What you need to do:
1) Using the passage on China's national carbon market, explain why gathering 2016 and 2017 verified emissions data matters for the power sector.
2) In the passage on China's national carbon market, where will the electronic registry be based?

In the third year, spot trading would be launched for the power sector, while authorities work to expand the coverage of the market to other industries, and to develop additional trading products such as futures and options, Chen said.
In 2018, regulators are aiming to complete rules regarding the reporting and verification of emissions data, to build an electronic registry that will be based in Wuhan in Hubei province, and to develop trading systems for the market that will be hosted in Shanghai, Chen added.
"The goal is to gather 2016 and 2017 verified emissions data for all eight sectors," he said. "We already have a draft allocation plan for the power sector, and the data will allow the allocation plan to be updated in the second half of the year."
There remain a number of key uncertainties that need to be clarified before the market can progress, Chen noted.
"We still do not know when the deadline will be for the first compliance. The National Development and Reform Commission has not given us a time," he said, adding that stakeholders are assuming the first deadline to surrender allowances will be in June 2020 "if all goes well".
There is also no timeline at present for the entry of other industrial sectors into the market, Chen said.
"This is a more political matter. There are not as many state-owned enterprises in industrials sectors as there are in the power sector."
Chen added that industrial companies will be concerned that paying for emissions allowances may increase their costs and reduce competitiveness compared to companies from other parts of the world.
Regulators will need to address these concerns as they develop rules and limits on emissions for those sectors, he said.
A third area of uncertainty concerns the market for carbon offsets, known as China Certified Emission Reductions (CCERs).
In 2017 the government suspended all work on developing updated regulations for offset use, and is presently considering how to improve the offset market.
"We don't yet know what percentage of compliance offsets will be allowed to cover, or when the work on offsets rules will restart," Chen said. "We also don't know when investors and banks will be allowed to participate in the market."
Since 2013, China has operated eight pilot markets in cities and provinces across the nation, each of them using different rules as part of a learning exercise.
These markets continue to trade, but will be absorbed into the national ETS at some stage, Chen said, though details of the transition are not yet known.

Stored rows:
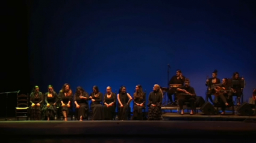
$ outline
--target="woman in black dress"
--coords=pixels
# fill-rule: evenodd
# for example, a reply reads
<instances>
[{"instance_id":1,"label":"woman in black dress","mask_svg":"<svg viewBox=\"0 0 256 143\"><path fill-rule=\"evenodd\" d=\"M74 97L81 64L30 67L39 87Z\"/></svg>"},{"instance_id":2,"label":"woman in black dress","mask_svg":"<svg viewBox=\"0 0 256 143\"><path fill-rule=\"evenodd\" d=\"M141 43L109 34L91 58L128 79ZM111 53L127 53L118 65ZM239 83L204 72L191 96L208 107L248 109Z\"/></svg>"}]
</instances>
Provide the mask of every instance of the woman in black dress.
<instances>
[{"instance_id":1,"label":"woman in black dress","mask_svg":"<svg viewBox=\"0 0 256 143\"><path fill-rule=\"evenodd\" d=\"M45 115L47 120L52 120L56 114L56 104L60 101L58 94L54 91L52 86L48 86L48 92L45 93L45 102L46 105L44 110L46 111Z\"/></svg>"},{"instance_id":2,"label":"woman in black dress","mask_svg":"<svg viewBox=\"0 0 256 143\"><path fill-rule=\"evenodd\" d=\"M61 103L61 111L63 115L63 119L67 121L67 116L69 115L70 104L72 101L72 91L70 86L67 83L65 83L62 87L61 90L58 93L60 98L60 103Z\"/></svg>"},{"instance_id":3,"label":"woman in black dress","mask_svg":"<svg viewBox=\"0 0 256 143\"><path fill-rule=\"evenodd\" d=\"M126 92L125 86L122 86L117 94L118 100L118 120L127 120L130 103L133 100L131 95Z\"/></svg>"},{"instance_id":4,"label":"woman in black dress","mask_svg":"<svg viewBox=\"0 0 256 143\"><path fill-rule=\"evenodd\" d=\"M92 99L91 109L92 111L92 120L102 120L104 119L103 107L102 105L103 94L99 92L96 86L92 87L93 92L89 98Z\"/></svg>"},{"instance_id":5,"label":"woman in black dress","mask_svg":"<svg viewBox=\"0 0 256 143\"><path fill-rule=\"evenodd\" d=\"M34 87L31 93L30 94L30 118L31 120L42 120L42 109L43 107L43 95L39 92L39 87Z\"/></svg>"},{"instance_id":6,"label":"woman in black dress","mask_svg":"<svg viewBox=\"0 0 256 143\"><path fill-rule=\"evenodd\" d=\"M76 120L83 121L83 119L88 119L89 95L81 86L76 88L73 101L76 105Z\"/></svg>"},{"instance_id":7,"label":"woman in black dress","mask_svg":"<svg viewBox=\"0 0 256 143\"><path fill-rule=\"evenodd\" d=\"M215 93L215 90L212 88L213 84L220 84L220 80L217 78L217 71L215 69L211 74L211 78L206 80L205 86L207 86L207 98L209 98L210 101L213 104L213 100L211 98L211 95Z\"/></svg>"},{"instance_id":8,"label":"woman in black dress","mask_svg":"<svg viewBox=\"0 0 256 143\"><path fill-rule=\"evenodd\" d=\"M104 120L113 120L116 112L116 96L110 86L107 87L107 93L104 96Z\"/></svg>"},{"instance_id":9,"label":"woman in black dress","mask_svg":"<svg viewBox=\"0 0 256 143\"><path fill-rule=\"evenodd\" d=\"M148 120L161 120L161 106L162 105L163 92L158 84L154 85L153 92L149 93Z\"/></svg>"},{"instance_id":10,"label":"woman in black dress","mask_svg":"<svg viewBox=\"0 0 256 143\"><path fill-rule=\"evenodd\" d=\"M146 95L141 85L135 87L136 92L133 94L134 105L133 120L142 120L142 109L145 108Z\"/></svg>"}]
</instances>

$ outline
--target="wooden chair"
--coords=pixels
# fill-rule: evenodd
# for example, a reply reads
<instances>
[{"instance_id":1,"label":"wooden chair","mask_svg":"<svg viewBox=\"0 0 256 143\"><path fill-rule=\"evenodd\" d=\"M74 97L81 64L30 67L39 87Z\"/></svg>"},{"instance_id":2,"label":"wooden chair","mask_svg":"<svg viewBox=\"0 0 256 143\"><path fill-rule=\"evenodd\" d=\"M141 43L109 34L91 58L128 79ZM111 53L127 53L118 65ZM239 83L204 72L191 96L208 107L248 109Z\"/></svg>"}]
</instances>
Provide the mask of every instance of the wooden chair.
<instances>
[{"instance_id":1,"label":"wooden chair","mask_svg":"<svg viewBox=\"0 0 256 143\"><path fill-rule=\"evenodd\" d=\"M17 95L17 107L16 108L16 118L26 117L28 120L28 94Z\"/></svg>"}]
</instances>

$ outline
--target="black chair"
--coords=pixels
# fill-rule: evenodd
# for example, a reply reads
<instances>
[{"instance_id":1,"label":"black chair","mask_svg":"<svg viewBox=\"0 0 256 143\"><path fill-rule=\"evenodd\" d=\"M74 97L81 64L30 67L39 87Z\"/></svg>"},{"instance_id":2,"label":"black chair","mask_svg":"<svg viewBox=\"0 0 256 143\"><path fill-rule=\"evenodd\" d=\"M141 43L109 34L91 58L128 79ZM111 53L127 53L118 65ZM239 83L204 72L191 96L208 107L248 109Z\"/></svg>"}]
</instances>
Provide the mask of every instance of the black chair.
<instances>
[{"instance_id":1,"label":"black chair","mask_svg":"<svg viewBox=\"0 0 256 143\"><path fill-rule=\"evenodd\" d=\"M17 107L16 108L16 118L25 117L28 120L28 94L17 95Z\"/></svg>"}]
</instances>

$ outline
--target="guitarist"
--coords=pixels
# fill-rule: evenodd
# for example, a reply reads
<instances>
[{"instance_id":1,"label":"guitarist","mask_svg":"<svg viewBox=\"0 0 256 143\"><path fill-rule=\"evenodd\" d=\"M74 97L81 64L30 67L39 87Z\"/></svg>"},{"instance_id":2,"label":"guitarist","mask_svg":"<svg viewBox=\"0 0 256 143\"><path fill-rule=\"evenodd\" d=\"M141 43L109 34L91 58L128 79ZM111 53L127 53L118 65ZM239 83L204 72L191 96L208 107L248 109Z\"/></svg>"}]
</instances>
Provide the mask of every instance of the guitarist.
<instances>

Exercise answers:
1) A draft allocation plan for the power sector already exists, and the verified data will allow that plan to be updated in the second half of the year.

2) In Wuhan, in Hubei province.